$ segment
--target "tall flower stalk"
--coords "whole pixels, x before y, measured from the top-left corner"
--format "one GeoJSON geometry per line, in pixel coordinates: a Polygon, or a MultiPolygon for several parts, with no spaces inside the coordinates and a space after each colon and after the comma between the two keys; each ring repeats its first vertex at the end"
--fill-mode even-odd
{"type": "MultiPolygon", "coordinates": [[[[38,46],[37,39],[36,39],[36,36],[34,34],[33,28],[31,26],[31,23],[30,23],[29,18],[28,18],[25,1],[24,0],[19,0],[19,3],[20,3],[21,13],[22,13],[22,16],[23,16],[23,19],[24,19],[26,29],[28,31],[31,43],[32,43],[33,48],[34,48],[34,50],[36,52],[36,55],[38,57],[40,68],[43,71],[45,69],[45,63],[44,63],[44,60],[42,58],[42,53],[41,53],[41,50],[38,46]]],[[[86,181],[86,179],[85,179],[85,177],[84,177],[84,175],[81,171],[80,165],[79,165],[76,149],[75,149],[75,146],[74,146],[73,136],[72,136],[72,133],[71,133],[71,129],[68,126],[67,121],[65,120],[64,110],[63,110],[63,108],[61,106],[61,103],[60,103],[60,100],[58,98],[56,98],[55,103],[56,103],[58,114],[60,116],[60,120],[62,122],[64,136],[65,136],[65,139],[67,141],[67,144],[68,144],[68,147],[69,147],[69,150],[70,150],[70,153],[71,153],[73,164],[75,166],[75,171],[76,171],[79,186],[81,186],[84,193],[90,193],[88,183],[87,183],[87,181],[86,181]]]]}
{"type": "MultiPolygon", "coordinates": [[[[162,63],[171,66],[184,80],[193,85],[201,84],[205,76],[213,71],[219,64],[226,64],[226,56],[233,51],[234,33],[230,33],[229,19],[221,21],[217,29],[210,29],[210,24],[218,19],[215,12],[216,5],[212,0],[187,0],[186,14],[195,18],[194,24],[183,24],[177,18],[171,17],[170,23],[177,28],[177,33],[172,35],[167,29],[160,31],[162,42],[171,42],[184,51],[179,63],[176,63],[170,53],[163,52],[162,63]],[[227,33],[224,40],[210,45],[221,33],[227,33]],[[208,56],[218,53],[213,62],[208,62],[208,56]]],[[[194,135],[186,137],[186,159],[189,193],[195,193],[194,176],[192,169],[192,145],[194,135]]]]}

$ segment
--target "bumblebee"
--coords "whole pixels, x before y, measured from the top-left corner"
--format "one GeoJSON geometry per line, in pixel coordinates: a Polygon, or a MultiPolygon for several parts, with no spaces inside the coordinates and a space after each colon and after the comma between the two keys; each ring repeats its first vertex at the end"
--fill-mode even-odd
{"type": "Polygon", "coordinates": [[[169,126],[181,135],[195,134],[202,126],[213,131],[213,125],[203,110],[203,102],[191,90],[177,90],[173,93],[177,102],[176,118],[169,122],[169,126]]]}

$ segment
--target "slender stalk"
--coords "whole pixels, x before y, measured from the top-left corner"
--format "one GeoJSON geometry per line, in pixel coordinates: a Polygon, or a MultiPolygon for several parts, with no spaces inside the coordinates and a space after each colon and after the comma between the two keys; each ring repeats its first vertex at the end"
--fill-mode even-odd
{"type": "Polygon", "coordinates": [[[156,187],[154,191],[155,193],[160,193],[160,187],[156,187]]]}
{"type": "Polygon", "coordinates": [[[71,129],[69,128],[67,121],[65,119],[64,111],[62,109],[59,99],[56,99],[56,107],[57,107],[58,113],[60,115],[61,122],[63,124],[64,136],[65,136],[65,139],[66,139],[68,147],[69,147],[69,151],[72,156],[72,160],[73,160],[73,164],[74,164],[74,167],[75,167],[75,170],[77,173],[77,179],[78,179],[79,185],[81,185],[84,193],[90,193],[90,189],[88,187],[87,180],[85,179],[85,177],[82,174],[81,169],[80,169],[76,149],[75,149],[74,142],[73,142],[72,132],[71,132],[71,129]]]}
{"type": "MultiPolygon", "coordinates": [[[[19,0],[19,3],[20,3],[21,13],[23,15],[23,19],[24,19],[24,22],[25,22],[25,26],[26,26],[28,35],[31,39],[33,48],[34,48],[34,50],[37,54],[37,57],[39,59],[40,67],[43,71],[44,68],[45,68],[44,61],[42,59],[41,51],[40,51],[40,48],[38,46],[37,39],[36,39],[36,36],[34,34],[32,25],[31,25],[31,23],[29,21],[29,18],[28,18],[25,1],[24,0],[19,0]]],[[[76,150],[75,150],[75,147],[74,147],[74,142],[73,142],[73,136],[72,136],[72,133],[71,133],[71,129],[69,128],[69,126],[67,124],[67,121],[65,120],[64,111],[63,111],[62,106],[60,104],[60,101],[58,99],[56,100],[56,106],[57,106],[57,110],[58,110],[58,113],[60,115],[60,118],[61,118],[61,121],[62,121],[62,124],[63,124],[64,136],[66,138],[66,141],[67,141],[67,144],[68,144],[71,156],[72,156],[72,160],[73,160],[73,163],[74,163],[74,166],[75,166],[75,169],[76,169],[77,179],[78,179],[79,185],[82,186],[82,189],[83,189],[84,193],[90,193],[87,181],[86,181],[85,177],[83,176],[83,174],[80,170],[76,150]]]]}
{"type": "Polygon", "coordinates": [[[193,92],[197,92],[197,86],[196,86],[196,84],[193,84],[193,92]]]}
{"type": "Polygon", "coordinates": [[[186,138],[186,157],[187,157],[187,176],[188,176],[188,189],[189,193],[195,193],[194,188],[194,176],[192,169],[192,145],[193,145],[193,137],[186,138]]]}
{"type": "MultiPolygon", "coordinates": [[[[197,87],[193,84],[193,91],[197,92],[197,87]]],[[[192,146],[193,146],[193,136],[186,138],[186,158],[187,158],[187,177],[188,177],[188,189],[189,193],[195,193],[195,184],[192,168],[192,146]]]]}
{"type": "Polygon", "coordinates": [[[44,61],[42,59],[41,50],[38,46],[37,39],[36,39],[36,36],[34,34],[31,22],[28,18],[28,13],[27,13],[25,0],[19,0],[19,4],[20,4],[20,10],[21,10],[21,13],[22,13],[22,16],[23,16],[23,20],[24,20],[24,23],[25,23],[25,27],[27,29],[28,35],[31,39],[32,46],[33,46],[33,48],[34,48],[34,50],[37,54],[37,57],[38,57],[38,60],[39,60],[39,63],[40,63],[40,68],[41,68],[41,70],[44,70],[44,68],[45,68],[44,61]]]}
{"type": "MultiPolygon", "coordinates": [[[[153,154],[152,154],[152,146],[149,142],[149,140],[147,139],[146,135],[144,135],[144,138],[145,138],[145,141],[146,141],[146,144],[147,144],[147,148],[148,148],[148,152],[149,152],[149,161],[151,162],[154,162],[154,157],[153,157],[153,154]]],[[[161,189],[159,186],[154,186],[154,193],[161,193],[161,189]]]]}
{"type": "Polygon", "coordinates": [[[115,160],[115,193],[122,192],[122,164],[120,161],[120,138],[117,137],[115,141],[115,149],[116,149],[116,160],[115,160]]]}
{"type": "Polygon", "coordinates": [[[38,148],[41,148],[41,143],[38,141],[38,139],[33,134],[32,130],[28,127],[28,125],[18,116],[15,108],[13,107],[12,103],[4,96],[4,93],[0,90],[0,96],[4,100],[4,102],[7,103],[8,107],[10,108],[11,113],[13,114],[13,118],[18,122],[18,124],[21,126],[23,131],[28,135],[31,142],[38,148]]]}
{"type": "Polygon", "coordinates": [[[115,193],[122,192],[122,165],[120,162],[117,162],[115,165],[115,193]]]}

★ ★ ★ ★

GOAL: Locate each line in the items above that contains the string "target", and copy those lines.

EXERCISE RESPONSE:
--target "tall flower stalk"
--target "bumblebee"
--target "slender stalk"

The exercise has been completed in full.